◆ Selected extract:
━━━━
Proving T is a contraction

Question

Trying to sure up some holes in my proof for the following:

Let $I=[0,1]$ and define $T:C(I)\rightarrow C(I)$ by $$(Tf)(x)=x+\int_{0}^{x}(x-t)f(t)dt \quad \bigl(x\in I, f\in C(I)\bigr).$$

Show that $T$ is a contraction on $C(I)$ (with uniform metric).

$$\begin{align} \bigl\lvert(Tf)(x)-(Tg)(x)\bigr\rvert &= \biggl\lvert x+\int_{0}^{x}(x-t)f(t)dt-x+\int_{0}^{x}(x-t)g(t)dt\biggr\rvert \\ &= \biggl\lvert\int_{0}^{x}(x-t)f(t)dt-\int_{0}^{x}(x-t)g(t)dt\biggr\rvert \\ &\le d_\infty(f,g)\int_{0}^{x}(x-t)dt$ \end{align}$$ [can someone explain succinctly why this particular step is true].

Clearly, $\int_{0}^{x}(x-t)dt$ evaluates to a number between 0 and 1/2 (since $x\in I$) leading to $\lvert(Tf)(x)-(Tg)(x)\rvert\le \frac{1}{2}d_\infty(f,g)\Longrightarrow T$ is a contraction on $C(I)$.

Does this look to be adequate?
━━━━
◆ Extracted data:
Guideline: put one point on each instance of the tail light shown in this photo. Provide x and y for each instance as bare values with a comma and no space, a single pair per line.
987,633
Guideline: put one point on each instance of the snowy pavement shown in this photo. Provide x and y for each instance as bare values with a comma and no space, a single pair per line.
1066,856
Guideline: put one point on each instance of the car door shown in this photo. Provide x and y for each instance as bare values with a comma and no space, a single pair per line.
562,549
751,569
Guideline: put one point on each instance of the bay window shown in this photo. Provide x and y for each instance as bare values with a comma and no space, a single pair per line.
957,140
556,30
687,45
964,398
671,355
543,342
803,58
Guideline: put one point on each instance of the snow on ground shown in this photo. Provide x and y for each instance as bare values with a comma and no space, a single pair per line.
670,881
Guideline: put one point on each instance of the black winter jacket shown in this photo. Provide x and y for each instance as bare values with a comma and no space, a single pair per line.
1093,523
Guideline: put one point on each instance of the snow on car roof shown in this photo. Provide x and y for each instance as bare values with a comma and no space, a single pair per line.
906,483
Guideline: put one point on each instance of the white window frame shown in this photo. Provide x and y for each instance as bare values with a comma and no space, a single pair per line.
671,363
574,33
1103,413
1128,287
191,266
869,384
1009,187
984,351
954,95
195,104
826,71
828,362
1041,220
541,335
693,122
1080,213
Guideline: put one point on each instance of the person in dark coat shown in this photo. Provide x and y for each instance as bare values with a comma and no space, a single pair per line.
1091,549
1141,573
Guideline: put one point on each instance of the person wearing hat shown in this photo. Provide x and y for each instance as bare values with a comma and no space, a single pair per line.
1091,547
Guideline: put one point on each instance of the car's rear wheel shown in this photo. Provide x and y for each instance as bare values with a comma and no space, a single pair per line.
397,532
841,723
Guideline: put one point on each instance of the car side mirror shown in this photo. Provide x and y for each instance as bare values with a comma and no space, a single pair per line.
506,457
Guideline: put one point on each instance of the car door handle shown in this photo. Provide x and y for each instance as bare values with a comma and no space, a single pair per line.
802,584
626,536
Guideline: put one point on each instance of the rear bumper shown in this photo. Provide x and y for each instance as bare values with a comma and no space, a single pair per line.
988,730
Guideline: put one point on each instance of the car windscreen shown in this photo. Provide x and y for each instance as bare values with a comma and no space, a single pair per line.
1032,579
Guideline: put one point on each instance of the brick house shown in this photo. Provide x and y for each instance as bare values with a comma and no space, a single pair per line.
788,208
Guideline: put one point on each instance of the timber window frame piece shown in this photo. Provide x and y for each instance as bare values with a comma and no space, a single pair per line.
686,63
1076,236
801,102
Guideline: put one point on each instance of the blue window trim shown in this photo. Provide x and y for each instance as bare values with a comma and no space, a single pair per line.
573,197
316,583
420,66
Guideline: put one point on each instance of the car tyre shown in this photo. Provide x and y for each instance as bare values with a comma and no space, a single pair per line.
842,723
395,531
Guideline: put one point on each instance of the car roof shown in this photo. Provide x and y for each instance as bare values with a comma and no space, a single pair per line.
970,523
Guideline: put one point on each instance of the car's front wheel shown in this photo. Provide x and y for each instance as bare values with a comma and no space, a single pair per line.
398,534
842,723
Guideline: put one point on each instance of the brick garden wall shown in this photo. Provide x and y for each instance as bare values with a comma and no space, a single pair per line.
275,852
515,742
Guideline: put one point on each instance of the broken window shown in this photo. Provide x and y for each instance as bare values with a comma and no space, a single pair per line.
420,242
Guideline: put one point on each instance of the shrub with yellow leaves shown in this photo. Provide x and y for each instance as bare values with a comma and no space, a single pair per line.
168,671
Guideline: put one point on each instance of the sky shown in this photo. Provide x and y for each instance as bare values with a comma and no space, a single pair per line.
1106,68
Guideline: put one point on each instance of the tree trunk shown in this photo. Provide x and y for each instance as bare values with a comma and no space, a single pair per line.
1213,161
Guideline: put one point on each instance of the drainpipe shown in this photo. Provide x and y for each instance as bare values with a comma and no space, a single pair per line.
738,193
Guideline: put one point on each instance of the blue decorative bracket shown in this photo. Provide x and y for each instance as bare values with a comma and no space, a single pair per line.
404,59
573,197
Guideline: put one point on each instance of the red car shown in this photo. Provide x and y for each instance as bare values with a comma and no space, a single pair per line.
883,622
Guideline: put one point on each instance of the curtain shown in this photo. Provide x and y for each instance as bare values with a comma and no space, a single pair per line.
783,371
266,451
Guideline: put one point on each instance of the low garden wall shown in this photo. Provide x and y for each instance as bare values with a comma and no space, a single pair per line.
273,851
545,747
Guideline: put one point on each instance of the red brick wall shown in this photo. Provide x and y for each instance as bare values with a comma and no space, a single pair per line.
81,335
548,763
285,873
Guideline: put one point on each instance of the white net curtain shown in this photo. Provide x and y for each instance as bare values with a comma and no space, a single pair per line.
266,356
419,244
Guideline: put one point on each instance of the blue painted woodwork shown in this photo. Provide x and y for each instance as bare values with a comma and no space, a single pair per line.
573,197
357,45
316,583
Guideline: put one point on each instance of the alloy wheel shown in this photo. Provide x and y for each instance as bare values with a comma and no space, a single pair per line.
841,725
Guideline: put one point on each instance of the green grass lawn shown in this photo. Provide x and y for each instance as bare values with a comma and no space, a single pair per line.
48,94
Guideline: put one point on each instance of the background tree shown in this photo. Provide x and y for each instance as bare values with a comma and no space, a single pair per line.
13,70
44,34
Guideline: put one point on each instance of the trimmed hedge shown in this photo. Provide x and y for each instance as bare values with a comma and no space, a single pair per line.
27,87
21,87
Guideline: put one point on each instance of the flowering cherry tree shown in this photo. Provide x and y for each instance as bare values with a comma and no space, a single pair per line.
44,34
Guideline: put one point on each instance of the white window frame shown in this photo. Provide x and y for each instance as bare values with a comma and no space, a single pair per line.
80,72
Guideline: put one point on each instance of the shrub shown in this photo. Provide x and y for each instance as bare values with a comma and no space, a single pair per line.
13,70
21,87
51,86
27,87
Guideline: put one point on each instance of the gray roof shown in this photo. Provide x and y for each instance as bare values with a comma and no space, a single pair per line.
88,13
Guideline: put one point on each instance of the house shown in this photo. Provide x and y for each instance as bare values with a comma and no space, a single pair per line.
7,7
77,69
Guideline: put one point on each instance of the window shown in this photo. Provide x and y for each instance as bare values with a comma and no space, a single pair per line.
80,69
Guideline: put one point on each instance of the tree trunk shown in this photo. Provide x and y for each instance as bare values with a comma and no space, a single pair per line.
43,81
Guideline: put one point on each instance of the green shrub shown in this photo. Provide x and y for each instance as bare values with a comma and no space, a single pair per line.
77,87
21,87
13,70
━━━━
◆ Jobs:
A: Answer the following from the contraction post above, each on its own line:
(i) What interval is I set equal to?
(ii) Which metric is C(I) to be given?
(iii) Between which two values does the poster say the integral of (x − t) from 0 to x lies?
B: Reproduce word for word the passage of the contraction post from "Show that $T$" up to and including "contraction on $C(I)$.".
C: For each statement, say whether it agrees with the contraction post above. Answer yes or no, and quote the words of the post that decide it.
(i) T is defined as a map from C(I) to C(I).
(ii) T is to be shown to be a contraction with respect to the L2 metric.
(iii) The poster says the integral of (x − t) from 0 to x evaluates to a number greater than 1.

◆ Results:
A:
(i) [0,1]
(ii) The uniform metric
(iii) Between 0 and 1/2

B:
Show that $T$ is a contraction on $C(I)$ (with uniform metric).

$$\begin{align} \bigl\lvert(Tf)(x)-(Tg)(x)\bigr\rvert &= \biggl\lvert x+\int_{0}^{x}(x-t)f(t)dt-x+\int_{0}^{x}(x-t)g(t)dt\biggr\rvert \\ &= \biggl\lvert\int_{0}^{x}(x-t)f(t)dt-\int_{0}^{x}(x-t)g(t)dt\biggr\rvert \\ &\le d_\infty(f,g)\int_{0}^{x}(x-t)dt$ \end{align}$$ [can someone explain succinctly why this particular step is true].

Clearly, $\int_{0}^{x}(x-t)dt$ evaluates to a number between 0 and 1/2 (since $x\in I$) leading to $\lvert(Tf)(x)-(Tg)(x)\rvert\le \frac{1}{2}d_\infty(f,g)\Longrightarrow T$ is a contraction on $C(I)$.

C:
(i) Yes: "define $T:C(I)\rightarrow C(I)$"
(ii) No: "(with uniform metric)"
(iii) No: "evaluates to a number between 0 and 1/2 (since $x\in I$)"